───── Task inputs

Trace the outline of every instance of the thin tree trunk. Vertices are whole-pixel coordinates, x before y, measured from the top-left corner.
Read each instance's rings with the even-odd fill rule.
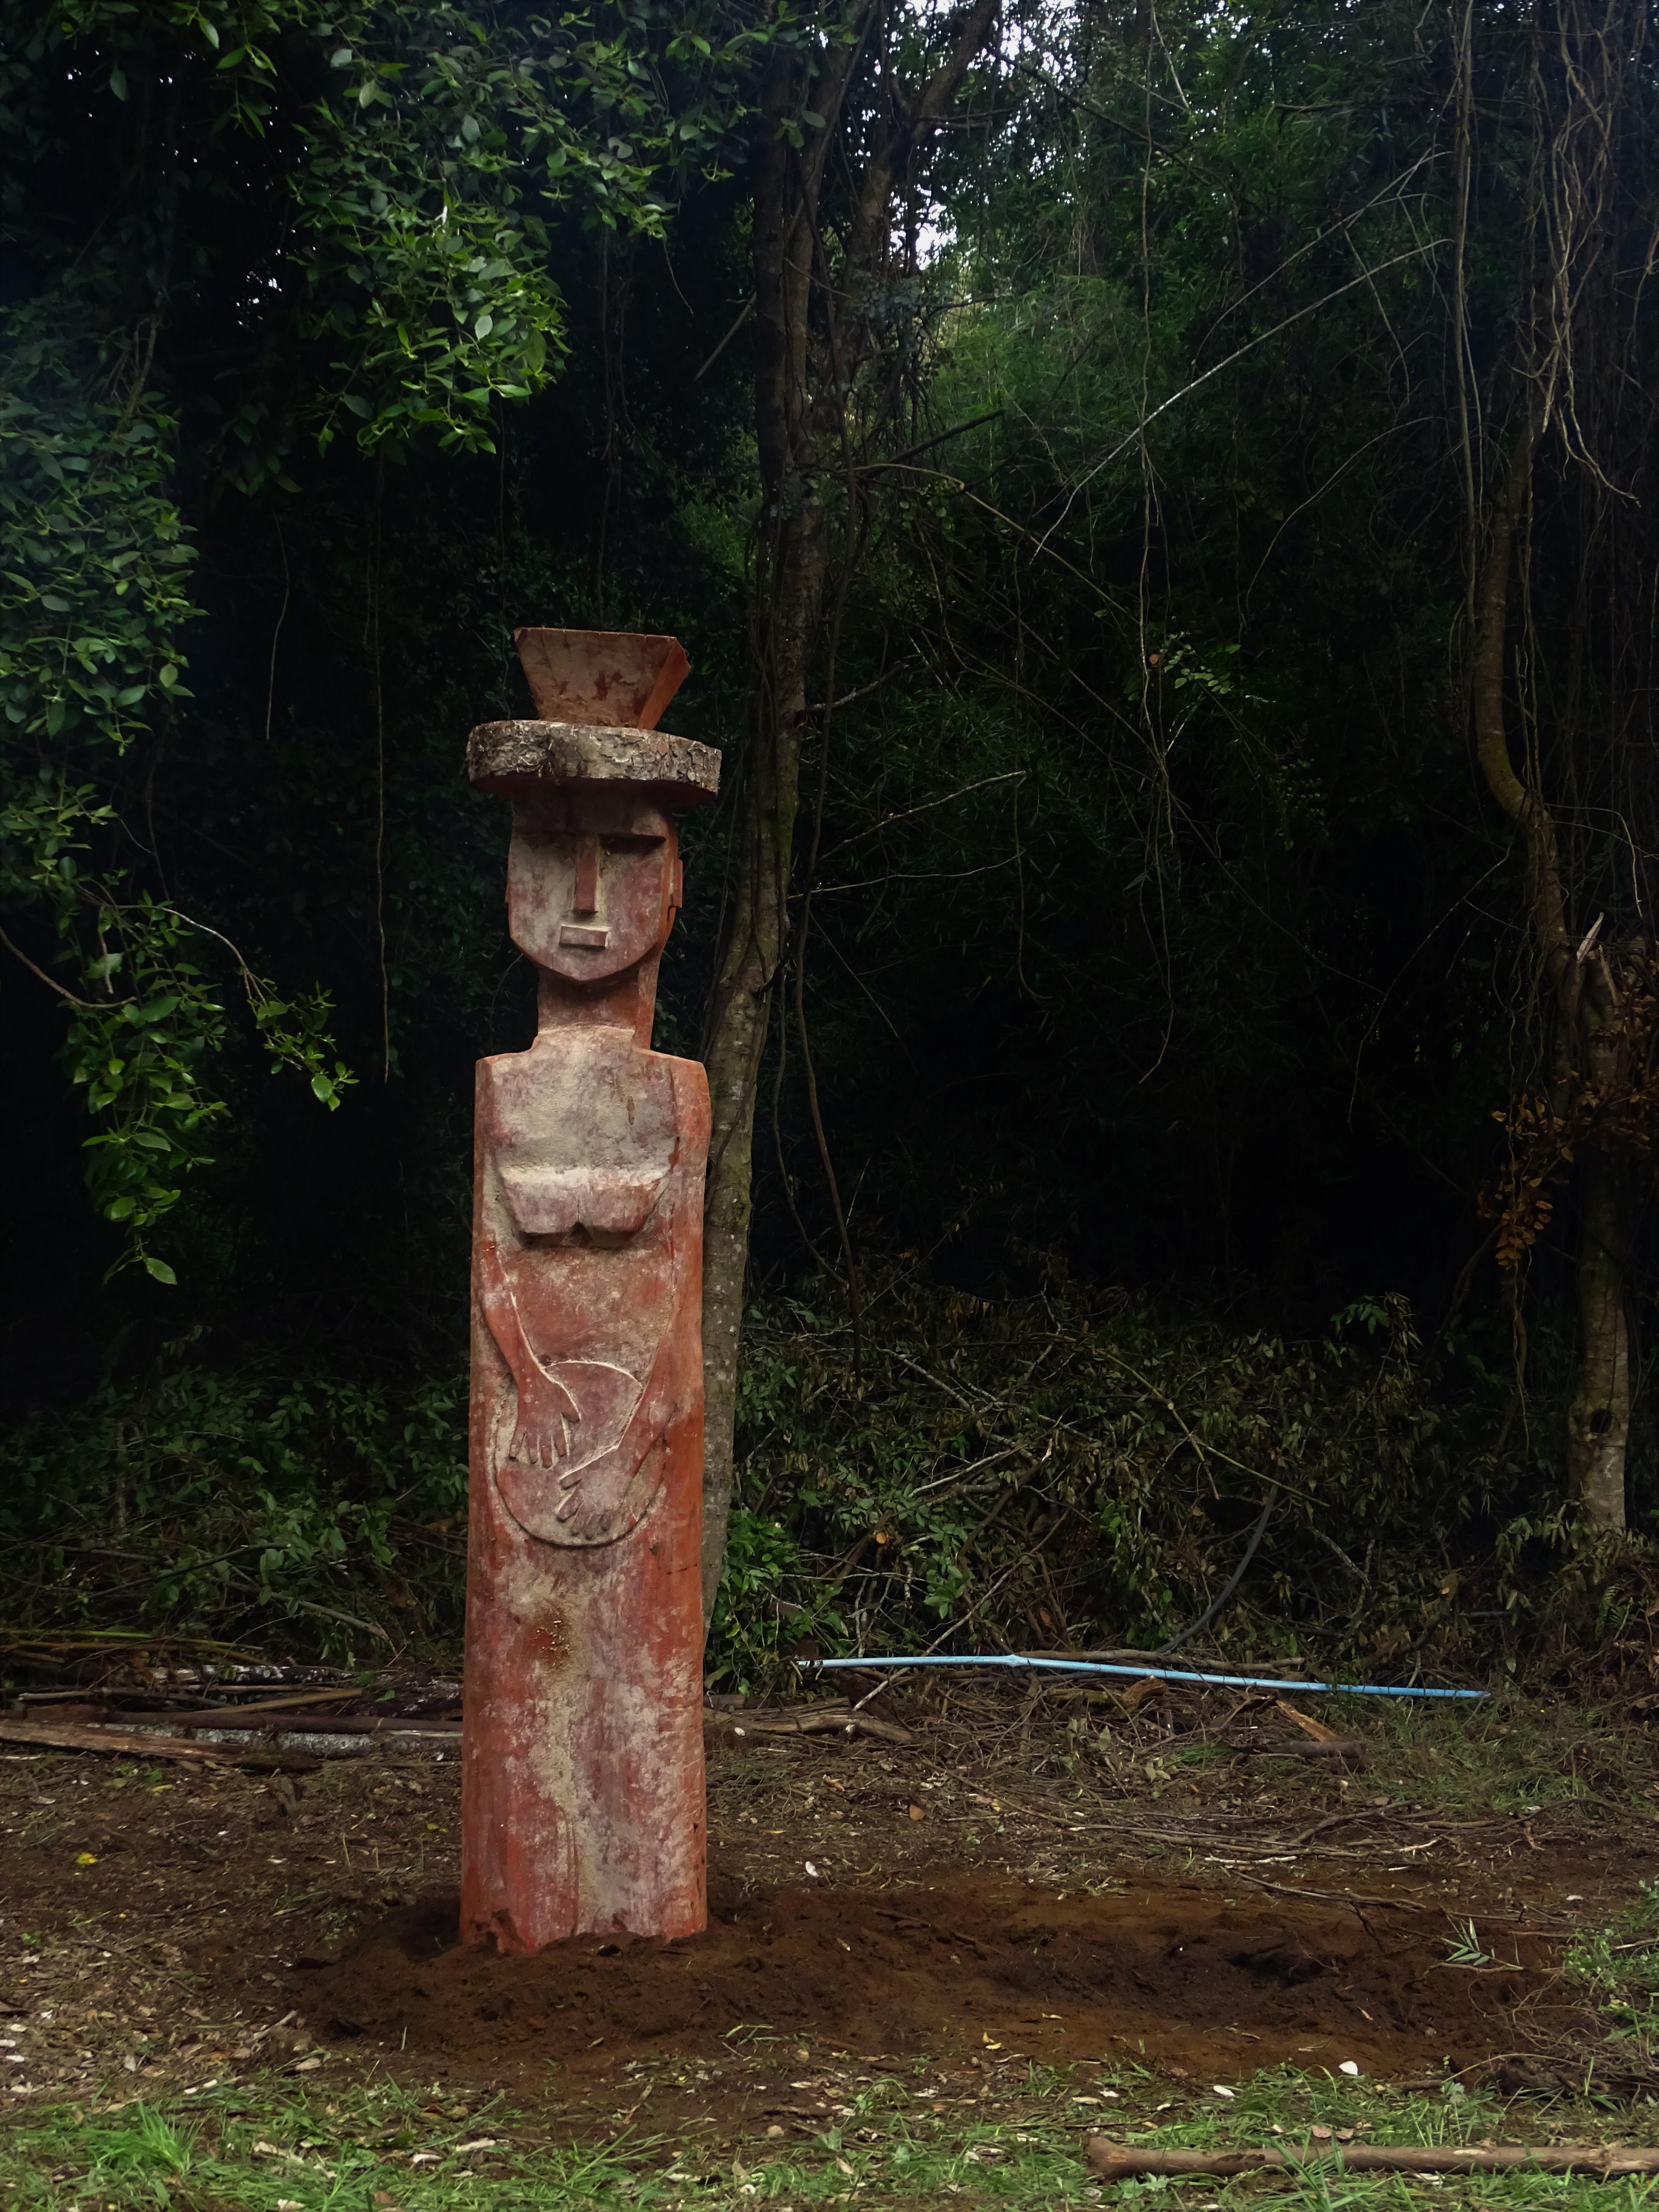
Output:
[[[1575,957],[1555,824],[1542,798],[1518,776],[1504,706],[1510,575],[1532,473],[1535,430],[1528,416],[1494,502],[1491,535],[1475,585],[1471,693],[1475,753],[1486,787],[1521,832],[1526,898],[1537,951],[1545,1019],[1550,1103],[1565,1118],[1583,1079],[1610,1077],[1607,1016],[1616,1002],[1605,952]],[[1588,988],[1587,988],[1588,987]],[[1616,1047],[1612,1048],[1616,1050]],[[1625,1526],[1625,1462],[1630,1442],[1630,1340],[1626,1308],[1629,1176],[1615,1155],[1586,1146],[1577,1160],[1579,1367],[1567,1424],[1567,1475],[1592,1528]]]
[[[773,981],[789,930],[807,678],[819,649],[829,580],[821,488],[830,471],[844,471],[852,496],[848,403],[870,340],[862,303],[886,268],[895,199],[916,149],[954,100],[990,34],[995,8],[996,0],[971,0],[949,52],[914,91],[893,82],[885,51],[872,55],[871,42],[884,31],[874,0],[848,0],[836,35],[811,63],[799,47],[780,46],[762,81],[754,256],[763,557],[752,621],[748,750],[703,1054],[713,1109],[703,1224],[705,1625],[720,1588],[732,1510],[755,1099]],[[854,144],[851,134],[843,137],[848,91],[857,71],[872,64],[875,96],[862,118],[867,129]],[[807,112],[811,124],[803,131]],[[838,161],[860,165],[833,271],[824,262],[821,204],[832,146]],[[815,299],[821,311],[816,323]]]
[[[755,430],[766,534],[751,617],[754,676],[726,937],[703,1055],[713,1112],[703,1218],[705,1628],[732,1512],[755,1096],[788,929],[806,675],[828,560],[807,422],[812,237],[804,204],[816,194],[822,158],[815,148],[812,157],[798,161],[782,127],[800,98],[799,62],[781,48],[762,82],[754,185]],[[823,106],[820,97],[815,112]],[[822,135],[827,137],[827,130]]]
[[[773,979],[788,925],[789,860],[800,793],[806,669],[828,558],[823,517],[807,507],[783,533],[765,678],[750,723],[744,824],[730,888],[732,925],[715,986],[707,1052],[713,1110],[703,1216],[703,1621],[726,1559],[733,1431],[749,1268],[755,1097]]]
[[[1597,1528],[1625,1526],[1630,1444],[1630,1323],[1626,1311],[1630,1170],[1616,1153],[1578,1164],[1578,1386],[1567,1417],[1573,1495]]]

──────────
───── Task inputs

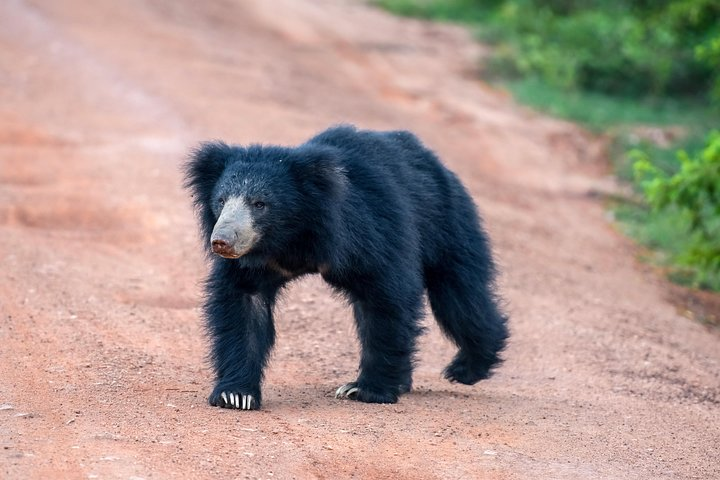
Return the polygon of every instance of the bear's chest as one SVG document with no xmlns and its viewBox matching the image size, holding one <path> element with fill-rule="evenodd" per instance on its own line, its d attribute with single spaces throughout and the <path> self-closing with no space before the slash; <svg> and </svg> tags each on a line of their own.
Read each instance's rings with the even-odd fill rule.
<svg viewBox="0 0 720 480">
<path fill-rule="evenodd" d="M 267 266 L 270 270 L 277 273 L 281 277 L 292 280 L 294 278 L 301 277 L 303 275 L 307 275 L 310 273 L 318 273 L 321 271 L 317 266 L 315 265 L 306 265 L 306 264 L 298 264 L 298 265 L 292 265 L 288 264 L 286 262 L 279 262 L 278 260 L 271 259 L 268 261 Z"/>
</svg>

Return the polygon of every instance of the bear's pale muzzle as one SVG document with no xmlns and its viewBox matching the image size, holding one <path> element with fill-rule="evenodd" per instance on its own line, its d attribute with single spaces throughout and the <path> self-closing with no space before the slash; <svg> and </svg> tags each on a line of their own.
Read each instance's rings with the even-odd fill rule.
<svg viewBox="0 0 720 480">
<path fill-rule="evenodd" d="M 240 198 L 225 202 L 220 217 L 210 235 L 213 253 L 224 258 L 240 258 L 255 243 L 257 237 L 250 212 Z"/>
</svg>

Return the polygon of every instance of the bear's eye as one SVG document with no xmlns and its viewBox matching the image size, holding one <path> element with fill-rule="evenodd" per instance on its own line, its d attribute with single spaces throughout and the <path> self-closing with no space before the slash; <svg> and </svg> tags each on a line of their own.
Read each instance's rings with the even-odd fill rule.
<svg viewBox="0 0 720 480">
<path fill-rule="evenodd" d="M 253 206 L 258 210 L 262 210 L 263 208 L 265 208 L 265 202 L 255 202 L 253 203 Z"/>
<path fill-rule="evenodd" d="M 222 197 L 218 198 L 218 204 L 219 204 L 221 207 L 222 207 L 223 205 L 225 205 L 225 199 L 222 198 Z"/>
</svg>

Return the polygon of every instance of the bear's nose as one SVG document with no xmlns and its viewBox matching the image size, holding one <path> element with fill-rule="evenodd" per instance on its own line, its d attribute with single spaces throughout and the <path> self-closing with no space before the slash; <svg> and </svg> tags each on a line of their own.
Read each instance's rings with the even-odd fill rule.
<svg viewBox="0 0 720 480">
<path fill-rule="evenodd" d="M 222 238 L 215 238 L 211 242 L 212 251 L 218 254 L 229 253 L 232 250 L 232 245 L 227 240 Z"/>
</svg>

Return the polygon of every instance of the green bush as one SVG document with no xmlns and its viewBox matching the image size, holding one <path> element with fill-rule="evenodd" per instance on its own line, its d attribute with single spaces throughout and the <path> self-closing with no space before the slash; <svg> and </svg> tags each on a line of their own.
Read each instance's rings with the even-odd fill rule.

──────────

▶ **Exercise details**: Find each line in the records holding the string "bear" and show it.

▶ **Exercise result**:
Return the polygon of every instance of the bear's chest as one SVG document with no xmlns and its viewBox matching the image size, holding one <path> element with fill-rule="evenodd" per instance on its own line, its d attribute with single spaces throughout and the <path> self-closing with no space before the slash; <svg> and </svg> tags each on a line of their own.
Return the polygon of every instance of the bear's pale muzzle as one SVG document with no xmlns and its viewBox matching the image size, holding one <path> element with fill-rule="evenodd" per instance on its own line, its d attribute with single spaces throughout and the <path> self-closing with no space before the slash; <svg> and </svg> tags each on a line of their own.
Return the polygon of every instance of the bear's eye as one SVG document with no xmlns and its viewBox matching the image size, holding one <path> element with fill-rule="evenodd" per instance on its own line, its d attribute with single spaces throughout and the <path> self-closing with no space before the slash; <svg> and </svg> tags each on a line of their own.
Return the polygon of every instance of the bear's nose as one SVG document with no xmlns and its viewBox matching the image size, holding one <path> element with fill-rule="evenodd" per instance on its own line, its d attribute with single spaces throughout and the <path> self-closing with no space before the slash; <svg> and </svg> tags each on a line of their own.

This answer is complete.